• TASK GOAL
Extract the passage on the Sermon on the Mount word for word, starting with "Not only has" and going on through "sort of fanaticism.".

My journey has taken me through all of these approaches as I’ve studied, heard, prayed, and tried to live the sermon. But I have come closer to the fifth category than ever before. This book is the story of how I’ve gotten there and what I’m trying to do about it. And it’s an invitation to you to come with me, to live the sermon, to do what Jesus says. Category number five above is really a return to what the early church thought: We can do this. But we certainly need God’s empowerment and grace in order to obey what Jesus says.

So this book is not just a study of the Sermon on the Mount. It’s a way of discovering what Jesus says so we can do what Jesus says. My intention is not to add information or advance scholarship about the Sermon on the Mount. The simple historical sketch I just gave is about as much as we need for our purposes.

What I’ve written here is different from other writings on the Sermon on the Mount. For more than two thousand years we have benefited from scholars, translators, and interpreters who have indeed debated and taken different positions on the words of Christ, yet they have been talking about the most important words we have on record of the teachings of Jesus. I believe that by using the best translations available and accept- ing that these words were written based on the oral teachings of Christ and written down for us by Matthew and Luke, we must take these words seriously as a rule of life. In fact, many Christian communities throughout the centuries have based their rules of living together on the words of this sermon.

So I’m not attempting to write a scholarly book on the Sermon on the Mount. I’m trying to provide a field manual for living the life Jesus wants for us.

This book, which includes content from a film series I did by the same name, can stand alone, or it can be used along with the DVD as a field manual for groups or individuals who want, not only to know more about the Sermon on the Mount, but also to live what it teaches.

The Sermon on the Mount is full of hard teachings, but at my core I believe Jesus wants us to live out these teachings, however imperfectly. I believe also that by living these teachings Jesus gives us incredible and abundant life. He even promises that if we practice the commands and teach others to do so, we will be called “great in the kingdom of heaven.” He says that those who hear his words and put them into practice are wise. Those who do not are foolish.

Jesus didn’t intentionally make this so hard we can’t possibly live any of these teachings. I believe the teachings are doable, but the problem is that the church has long taught that these truths are so unattainable and impractical that they’ve simply been ignored.

What G. K. Chesterton said about the Christian life is par- ticularly true about the Sermon on the Mount: “The Christian ideal has not been tried and found wanting; it has been found difficult and left untried.”

Not only has it been found difficult and left untried, but even to suggest following the Sermon on the Mount as literally as possible—we’ll make plucking out your eyes and cutting off your hands a quick exception—appears to many as some sort of fanaticism.

• DATA
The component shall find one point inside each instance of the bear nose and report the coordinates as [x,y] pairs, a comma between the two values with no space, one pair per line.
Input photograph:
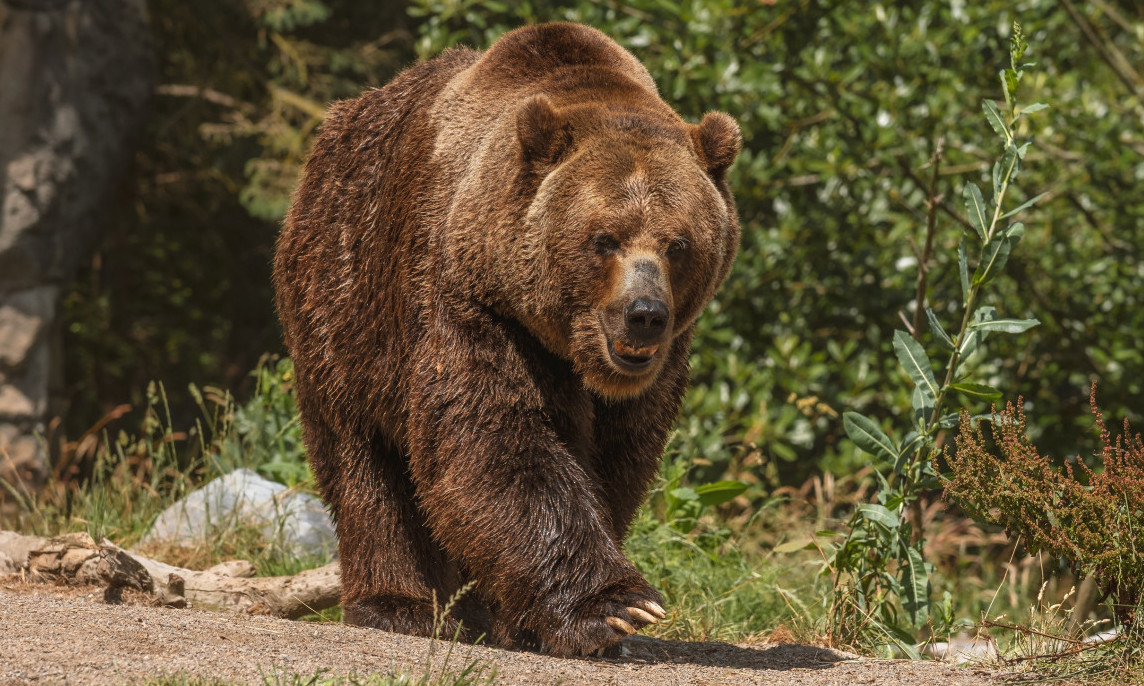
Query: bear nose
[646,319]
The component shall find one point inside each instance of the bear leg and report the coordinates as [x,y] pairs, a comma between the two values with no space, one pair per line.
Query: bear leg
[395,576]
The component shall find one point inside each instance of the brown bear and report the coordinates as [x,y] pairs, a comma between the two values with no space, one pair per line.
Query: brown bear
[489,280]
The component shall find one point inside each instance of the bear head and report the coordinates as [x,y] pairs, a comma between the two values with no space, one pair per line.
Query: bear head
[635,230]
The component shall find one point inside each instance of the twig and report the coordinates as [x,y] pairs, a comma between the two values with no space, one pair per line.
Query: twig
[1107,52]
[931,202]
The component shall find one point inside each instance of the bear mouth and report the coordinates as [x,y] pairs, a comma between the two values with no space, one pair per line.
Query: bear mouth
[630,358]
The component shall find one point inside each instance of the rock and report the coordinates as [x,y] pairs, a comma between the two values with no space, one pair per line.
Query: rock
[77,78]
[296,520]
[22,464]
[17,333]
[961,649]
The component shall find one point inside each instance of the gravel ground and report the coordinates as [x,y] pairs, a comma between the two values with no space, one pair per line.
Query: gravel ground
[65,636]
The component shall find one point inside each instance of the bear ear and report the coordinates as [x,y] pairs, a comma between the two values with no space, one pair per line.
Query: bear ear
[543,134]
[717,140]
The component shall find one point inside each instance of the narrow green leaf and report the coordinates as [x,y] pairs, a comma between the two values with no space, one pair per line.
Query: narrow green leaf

• PROBLEM SOLUTION
Not only has it been found difficult and left untried, but even to suggest following the Sermon on the Mount as literally as possible—we’ll make plucking out your eyes and cutting off your hands a quick exception—appears to many as some sort of fanaticism.